(PASSAGE TO READ)

Congratulations to Recent BME Graduate Jake Bergquist on his Kenneth M. Rosen Fellowship!

My name is Jake Bergquist. I am a biomedical engineering PhD graduate from the University of Utah where I studied under Dr. Rob MacLeod. My postdoctoral studies are directed by Dr. Ravi Ranjan at the University of Utah school of medicine, and the Nora Eccles Harrison Cardiovascular Research and Training Institute (CVRTI). My primary goal is to bridge the gap between the computational and engineering expertise in the department of biomedical engineering and the scientific computing institute (SCI) with the clinical and basic science expertise at the school of medicine and the CVRTI in order to develop novel technologies and understanding that will improve patient care. I was drawn to bioengineering for both my love and fascination with biology and medicine, and my passion to build and create things. Outside of my life as a graduate student I make functional ceramics in my home ceramic studio, brew beer in my garage, cook, bike, play music with my friends, and go climbing, backpacking, and hiking with my wife Sonya and our two husky mixes Sage and Willow. I love to learn new things, and share my passions with others.

This year at the 2023 Heart Rhythm Society meeting in New Orleans I was awarded a  Kenneth M. Rosen research fellowship to pursue my postdoctoral research applying computational models to understand complex cardiac arrhythmias. Computational cardiac modeling techniques provide an avenue to produce patient specific models of the heart and use these models to assess treatment strategies, understand disease progression, and overall improve clinical management of complex heart diseases. Our research in the lab of Dr. Ravi Ranjan at the University of Utah strives to apply these computational models of the heart to allow for both investigation of underlying disease mechanisms and development of comprehensive treatment planning that will result in successful clinical management of cardiac arrhythmias, which are irregular electrical activities in the heart which can result in heart failure and sudden cardiac death.

(End PASSAGE TO READ)
(LISTED RECORDS)

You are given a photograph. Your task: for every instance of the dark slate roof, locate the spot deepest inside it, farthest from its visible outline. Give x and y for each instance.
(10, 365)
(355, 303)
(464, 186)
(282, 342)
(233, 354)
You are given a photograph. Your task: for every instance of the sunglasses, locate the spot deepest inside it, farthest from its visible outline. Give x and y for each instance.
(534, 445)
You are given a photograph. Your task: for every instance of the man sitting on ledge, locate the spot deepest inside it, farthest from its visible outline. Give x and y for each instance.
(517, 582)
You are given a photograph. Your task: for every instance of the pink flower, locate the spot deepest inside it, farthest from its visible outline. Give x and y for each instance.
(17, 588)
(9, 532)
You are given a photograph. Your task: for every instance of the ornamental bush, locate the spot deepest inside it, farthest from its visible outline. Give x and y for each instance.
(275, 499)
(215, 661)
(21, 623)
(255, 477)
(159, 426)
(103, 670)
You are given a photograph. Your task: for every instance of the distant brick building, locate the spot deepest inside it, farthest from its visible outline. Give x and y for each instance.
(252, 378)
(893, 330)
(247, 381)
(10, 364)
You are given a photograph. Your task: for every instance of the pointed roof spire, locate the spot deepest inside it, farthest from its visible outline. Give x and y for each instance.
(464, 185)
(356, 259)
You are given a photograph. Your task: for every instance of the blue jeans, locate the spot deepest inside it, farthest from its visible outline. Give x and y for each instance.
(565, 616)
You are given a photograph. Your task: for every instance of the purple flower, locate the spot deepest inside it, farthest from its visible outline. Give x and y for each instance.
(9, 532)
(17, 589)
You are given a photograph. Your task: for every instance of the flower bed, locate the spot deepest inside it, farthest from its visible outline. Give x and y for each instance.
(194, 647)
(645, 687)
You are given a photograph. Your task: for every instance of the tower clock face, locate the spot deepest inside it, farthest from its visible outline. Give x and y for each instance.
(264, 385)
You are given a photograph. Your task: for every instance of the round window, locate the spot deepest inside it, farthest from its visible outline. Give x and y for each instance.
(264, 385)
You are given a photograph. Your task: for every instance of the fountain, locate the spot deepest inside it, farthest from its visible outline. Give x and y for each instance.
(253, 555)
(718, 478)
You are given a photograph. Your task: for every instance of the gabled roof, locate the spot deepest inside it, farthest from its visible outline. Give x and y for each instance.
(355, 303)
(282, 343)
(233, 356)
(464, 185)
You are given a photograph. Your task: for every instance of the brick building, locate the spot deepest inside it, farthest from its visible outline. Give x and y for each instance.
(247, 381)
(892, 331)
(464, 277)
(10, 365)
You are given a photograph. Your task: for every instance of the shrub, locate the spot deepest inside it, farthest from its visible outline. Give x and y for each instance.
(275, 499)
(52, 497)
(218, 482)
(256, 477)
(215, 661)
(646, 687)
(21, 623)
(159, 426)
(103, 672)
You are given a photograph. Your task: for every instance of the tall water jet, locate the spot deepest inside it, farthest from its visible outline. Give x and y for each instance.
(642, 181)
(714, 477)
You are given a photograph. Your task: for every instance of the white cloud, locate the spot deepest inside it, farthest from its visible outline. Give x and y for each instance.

(End LISTED RECORDS)

According to the fellowship announcement, why was Jake Bergquist drawn to bioengineering? Answer in one to three sentences. You won't need the records for this.

He was drawn to bioengineering by his love of and fascination with biology and medicine. He was also drawn by his passion to build and create things.